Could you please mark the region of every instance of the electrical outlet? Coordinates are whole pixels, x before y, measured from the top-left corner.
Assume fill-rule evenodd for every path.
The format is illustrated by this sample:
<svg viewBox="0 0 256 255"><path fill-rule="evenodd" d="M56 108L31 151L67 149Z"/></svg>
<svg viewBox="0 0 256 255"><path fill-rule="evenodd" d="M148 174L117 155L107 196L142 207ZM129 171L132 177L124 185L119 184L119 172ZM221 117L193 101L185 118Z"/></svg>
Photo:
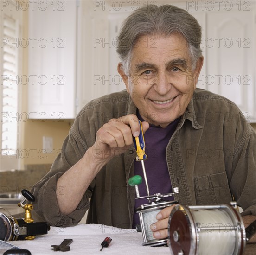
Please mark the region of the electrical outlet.
<svg viewBox="0 0 256 255"><path fill-rule="evenodd" d="M51 136L43 136L43 149L47 153L52 153L53 150L53 141Z"/></svg>

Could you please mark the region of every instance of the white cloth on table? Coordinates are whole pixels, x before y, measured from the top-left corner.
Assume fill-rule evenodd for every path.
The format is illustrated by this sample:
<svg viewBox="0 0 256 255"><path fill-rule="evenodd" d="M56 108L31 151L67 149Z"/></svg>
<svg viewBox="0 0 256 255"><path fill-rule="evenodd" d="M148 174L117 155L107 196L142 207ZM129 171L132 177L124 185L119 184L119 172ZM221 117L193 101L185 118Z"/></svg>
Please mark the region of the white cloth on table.
<svg viewBox="0 0 256 255"><path fill-rule="evenodd" d="M107 248L101 243L107 237L112 239ZM32 241L12 241L10 243L22 249L29 250L32 255L59 254L61 251L51 250L51 246L59 245L64 239L71 238L70 250L64 254L170 254L168 247L143 246L142 234L135 230L124 230L99 224L78 224L75 227L51 227L47 235L38 236Z"/></svg>

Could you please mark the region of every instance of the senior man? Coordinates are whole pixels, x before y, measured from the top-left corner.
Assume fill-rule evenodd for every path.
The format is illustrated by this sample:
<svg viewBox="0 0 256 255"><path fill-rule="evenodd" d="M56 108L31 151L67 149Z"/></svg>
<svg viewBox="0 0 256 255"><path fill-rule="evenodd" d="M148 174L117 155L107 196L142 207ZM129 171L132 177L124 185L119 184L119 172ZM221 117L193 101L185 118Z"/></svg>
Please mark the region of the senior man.
<svg viewBox="0 0 256 255"><path fill-rule="evenodd" d="M117 52L126 90L92 101L76 118L61 153L32 189L35 210L45 221L71 226L89 209L88 223L131 228L139 223L134 208L140 204L128 180L142 174L133 143L140 119L151 192L178 187L175 198L186 205L235 200L245 222L252 221L255 132L234 103L196 89L201 36L196 19L171 5L141 8L126 19ZM216 116L211 121L209 113ZM157 216L155 238L167 236L171 209Z"/></svg>

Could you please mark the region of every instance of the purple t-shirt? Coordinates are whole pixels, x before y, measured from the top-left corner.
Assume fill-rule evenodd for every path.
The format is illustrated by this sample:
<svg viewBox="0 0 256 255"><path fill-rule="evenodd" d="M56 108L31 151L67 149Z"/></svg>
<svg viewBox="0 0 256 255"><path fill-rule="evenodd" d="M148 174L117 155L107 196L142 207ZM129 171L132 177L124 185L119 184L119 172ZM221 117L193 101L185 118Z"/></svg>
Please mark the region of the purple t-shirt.
<svg viewBox="0 0 256 255"><path fill-rule="evenodd" d="M138 114L138 118L142 121L145 121ZM173 134L180 118L176 119L165 128L160 126L150 124L148 129L144 134L145 153L147 159L144 160L149 190L149 194L157 193L166 194L171 193L172 184L168 170L166 157L166 149L172 135ZM146 184L144 178L141 163L134 161L134 175L139 175L142 178L142 183L138 185L140 196L147 196ZM165 198L165 200L172 201L173 196ZM133 229L140 224L139 214L135 209L141 204L148 204L147 198L135 200L135 207L133 217Z"/></svg>

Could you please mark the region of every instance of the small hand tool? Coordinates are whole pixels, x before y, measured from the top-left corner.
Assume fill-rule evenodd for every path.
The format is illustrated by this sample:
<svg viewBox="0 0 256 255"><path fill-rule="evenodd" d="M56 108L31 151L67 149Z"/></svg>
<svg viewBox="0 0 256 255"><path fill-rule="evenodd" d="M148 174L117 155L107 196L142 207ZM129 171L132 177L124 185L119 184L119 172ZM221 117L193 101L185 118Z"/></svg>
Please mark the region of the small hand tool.
<svg viewBox="0 0 256 255"><path fill-rule="evenodd" d="M54 251L60 250L60 251L69 251L70 250L69 245L73 242L73 239L64 239L63 242L59 245L51 245L51 250Z"/></svg>
<svg viewBox="0 0 256 255"><path fill-rule="evenodd" d="M145 182L146 183L146 188L147 189L147 196L149 196L149 190L148 189L147 179L147 175L146 174L146 170L144 164L144 160L147 159L147 156L145 153L146 146L145 144L143 131L142 130L142 125L141 124L141 121L140 120L139 120L139 123L140 124L140 134L137 137L133 138L134 147L137 152L137 155L138 155L136 157L136 160L137 161L141 161L141 162L143 175Z"/></svg>
<svg viewBox="0 0 256 255"><path fill-rule="evenodd" d="M102 249L104 247L108 247L109 245L110 244L110 242L112 241L112 239L110 237L106 237L104 241L102 242L101 246L102 246L102 249L100 250L100 251L102 250Z"/></svg>

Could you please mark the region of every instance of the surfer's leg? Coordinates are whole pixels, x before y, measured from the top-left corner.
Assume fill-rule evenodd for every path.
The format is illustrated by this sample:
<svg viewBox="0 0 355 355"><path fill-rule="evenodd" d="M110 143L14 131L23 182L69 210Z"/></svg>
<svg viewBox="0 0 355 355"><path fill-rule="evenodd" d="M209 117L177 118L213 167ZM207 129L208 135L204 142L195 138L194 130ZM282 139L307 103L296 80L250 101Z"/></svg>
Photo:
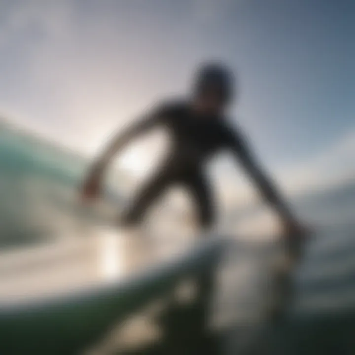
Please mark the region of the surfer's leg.
<svg viewBox="0 0 355 355"><path fill-rule="evenodd" d="M123 212L120 223L122 225L139 224L147 209L173 182L173 178L169 169L160 169L138 192L131 205Z"/></svg>
<svg viewBox="0 0 355 355"><path fill-rule="evenodd" d="M213 199L209 181L202 174L195 173L187 177L184 183L195 205L199 227L209 230L215 220Z"/></svg>
<svg viewBox="0 0 355 355"><path fill-rule="evenodd" d="M199 226L208 230L215 220L213 198L209 181L202 174L196 173L188 177L185 184L195 206Z"/></svg>

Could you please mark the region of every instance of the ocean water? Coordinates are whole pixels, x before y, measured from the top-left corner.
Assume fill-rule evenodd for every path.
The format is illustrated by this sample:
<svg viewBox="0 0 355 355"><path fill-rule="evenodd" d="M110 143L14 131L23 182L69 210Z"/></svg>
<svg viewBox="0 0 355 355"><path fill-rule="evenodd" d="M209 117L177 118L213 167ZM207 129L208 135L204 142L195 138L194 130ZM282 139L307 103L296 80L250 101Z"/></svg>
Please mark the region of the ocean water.
<svg viewBox="0 0 355 355"><path fill-rule="evenodd" d="M9 127L0 127L1 253L70 238L83 223L112 222L117 206L125 200L124 191L110 182L107 198L99 209L83 209L77 191L87 164L85 159L72 152ZM111 178L110 181L121 186L128 179L117 175ZM292 323L292 326L304 329L304 333L302 333L303 340L310 332L323 329L317 337L320 343L328 344L323 354L348 354L342 349L355 349L354 344L344 345L349 341L351 327L355 327L353 332L355 330L352 316L355 313L355 181L298 196L293 203L304 219L319 228L295 275L296 301L290 317L299 322ZM237 259L240 248L238 243L235 245L236 250L230 252ZM243 265L247 271L244 276ZM229 315L231 308L233 313L241 314L246 309L246 297L250 301L250 294L244 298L240 296L243 282L248 278L245 275L250 272L245 265L235 266L227 283L229 289L222 303L229 305L226 308ZM312 323L328 318L325 328ZM303 320L307 322L302 323ZM308 329L310 324L314 327ZM300 342L299 338L295 339ZM338 346L343 348L336 352Z"/></svg>

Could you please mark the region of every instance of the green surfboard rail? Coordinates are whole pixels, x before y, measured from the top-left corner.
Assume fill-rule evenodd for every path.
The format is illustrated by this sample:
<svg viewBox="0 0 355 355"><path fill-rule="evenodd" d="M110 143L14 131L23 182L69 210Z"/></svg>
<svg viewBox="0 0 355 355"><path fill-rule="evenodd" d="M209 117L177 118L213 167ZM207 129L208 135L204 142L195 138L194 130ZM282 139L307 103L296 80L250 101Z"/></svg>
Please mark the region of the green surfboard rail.
<svg viewBox="0 0 355 355"><path fill-rule="evenodd" d="M221 240L205 243L124 282L41 301L0 305L0 353L80 353L184 277L213 269L224 245Z"/></svg>

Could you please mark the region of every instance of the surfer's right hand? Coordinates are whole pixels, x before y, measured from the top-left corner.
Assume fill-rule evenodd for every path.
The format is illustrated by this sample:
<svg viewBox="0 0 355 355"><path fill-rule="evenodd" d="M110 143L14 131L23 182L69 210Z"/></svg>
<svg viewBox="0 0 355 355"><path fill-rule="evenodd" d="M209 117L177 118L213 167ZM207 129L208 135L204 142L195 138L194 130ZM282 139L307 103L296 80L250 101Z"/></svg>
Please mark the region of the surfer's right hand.
<svg viewBox="0 0 355 355"><path fill-rule="evenodd" d="M98 197L101 189L101 178L99 174L90 174L84 181L81 195L83 201L95 199Z"/></svg>

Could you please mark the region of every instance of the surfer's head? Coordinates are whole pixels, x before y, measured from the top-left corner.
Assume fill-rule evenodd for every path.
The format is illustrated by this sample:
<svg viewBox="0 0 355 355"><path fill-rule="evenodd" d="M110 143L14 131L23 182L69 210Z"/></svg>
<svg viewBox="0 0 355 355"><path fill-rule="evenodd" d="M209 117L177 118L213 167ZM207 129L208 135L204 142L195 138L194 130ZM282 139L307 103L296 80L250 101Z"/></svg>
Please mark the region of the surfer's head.
<svg viewBox="0 0 355 355"><path fill-rule="evenodd" d="M194 103L200 110L206 113L218 113L233 98L233 73L219 63L204 64L197 71L193 90Z"/></svg>

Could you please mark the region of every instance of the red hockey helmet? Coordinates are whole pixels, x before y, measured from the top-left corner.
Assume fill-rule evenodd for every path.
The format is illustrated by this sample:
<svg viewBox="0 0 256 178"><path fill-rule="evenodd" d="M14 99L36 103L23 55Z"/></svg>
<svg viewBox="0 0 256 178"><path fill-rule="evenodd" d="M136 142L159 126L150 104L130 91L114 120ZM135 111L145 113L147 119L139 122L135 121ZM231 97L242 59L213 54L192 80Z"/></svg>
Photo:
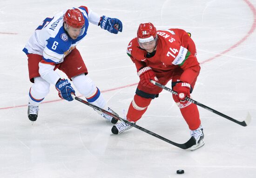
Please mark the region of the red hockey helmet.
<svg viewBox="0 0 256 178"><path fill-rule="evenodd" d="M85 19L81 11L76 8L68 9L66 12L64 21L72 27L81 28L84 25Z"/></svg>
<svg viewBox="0 0 256 178"><path fill-rule="evenodd" d="M141 24L137 31L139 43L147 43L154 40L156 37L156 29L150 22Z"/></svg>

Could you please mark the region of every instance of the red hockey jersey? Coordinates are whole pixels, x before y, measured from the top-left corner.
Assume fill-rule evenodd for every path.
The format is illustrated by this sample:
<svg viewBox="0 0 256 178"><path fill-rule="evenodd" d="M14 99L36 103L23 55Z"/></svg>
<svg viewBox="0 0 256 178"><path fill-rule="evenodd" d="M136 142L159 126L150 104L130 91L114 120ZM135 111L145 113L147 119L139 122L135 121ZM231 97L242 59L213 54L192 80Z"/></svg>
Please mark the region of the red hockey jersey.
<svg viewBox="0 0 256 178"><path fill-rule="evenodd" d="M158 30L157 34L156 51L152 57L147 57L147 52L140 47L137 38L129 43L127 54L135 63L137 71L149 66L157 76L158 74L180 69L182 71L180 80L191 84L200 70L192 39L185 31L179 29Z"/></svg>

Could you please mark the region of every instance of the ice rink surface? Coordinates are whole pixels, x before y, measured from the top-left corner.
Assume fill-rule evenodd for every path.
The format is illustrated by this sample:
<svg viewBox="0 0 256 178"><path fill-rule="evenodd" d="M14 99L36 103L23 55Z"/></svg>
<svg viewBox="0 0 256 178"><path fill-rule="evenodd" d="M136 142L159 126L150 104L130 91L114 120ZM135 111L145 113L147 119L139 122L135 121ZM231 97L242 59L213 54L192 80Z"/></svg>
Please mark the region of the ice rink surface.
<svg viewBox="0 0 256 178"><path fill-rule="evenodd" d="M243 127L199 107L205 145L191 152L135 128L112 135L111 124L81 102L61 101L52 86L32 125L27 106L31 83L22 50L46 17L80 5L123 22L117 35L90 24L77 46L89 76L121 117L139 81L127 46L140 23L151 22L159 30L192 33L202 67L193 98L239 121L249 112L250 124ZM255 178L256 7L255 0L2 0L0 177ZM137 124L180 143L190 137L166 91ZM178 169L185 173L176 174Z"/></svg>

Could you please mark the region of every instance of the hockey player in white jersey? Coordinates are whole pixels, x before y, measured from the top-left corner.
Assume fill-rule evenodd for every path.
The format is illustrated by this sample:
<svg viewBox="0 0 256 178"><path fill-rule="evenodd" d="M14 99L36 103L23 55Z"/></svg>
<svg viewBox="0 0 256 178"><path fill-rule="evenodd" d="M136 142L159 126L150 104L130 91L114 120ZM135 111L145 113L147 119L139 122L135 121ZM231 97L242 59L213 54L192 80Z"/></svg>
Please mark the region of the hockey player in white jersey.
<svg viewBox="0 0 256 178"><path fill-rule="evenodd" d="M111 33L121 32L122 25L118 19L101 16L88 7L81 6L68 9L47 18L31 37L23 51L28 57L30 81L34 83L29 92L28 117L37 119L39 105L54 85L59 96L73 100L75 90L67 79L61 79L57 69L64 72L87 101L114 113L106 105L99 89L87 74L82 57L76 48L87 34L89 22L100 26ZM113 123L117 120L104 114L101 115Z"/></svg>

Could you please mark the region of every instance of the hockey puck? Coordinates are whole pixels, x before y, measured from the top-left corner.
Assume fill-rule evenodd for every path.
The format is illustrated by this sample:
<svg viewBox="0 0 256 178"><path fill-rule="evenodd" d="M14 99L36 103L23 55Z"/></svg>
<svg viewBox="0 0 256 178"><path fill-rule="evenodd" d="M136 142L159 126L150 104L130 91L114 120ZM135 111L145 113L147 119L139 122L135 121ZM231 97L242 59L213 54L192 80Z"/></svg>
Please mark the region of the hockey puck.
<svg viewBox="0 0 256 178"><path fill-rule="evenodd" d="M177 170L176 172L178 174L184 174L184 170L181 169L179 170Z"/></svg>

## Short task
Render each line from the beginning of the data through the line containing "248L101 243L107 237L112" as a JSON list of strings, with one string per line. Omit blank lines and leave the pictures out.

## Finished task
[
  "Could you please mark the region of every instance of the electrical outlet? Coordinates are whole pixels, x before y, measured from the top-left corner.",
  "Assume fill-rule evenodd for every path.",
  "The format is illustrated by this sample:",
  "<svg viewBox=\"0 0 256 255\"><path fill-rule=\"evenodd\" d=\"M56 108L31 151L67 149Z\"/></svg>",
  "<svg viewBox=\"0 0 256 255\"><path fill-rule=\"evenodd\" d=\"M148 174L117 155L107 196L142 207ZM129 171L132 177L124 185L119 184L119 172ZM221 117L193 101L185 118Z\"/></svg>",
  "Photo:",
  "Please mark the region of the electrical outlet.",
  "<svg viewBox=\"0 0 256 255\"><path fill-rule=\"evenodd\" d=\"M51 136L43 136L43 149L47 153L52 153L53 150L53 141Z\"/></svg>",
  "Could you please mark the region of every instance of the white cloth on table? Coordinates are whole pixels, x before y, measured from the top-left corner.",
  "Assume fill-rule evenodd for every path.",
  "The format is illustrated by this sample:",
  "<svg viewBox=\"0 0 256 255\"><path fill-rule=\"evenodd\" d=\"M56 108L31 151L67 149Z\"/></svg>",
  "<svg viewBox=\"0 0 256 255\"><path fill-rule=\"evenodd\" d=\"M148 174L117 155L107 196L142 207ZM129 171L132 177L124 185L119 184L119 172ZM221 117L193 101L185 118Z\"/></svg>",
  "Please mark the region of the white cloth on table.",
  "<svg viewBox=\"0 0 256 255\"><path fill-rule=\"evenodd\" d=\"M107 248L101 243L107 237L112 239ZM32 241L12 241L10 243L22 249L29 250L32 255L59 254L61 251L51 250L51 246L59 245L64 239L71 238L70 250L64 254L170 254L168 247L143 246L142 234L135 230L124 230L99 224L78 224L75 227L51 227L47 235L38 236Z\"/></svg>"
]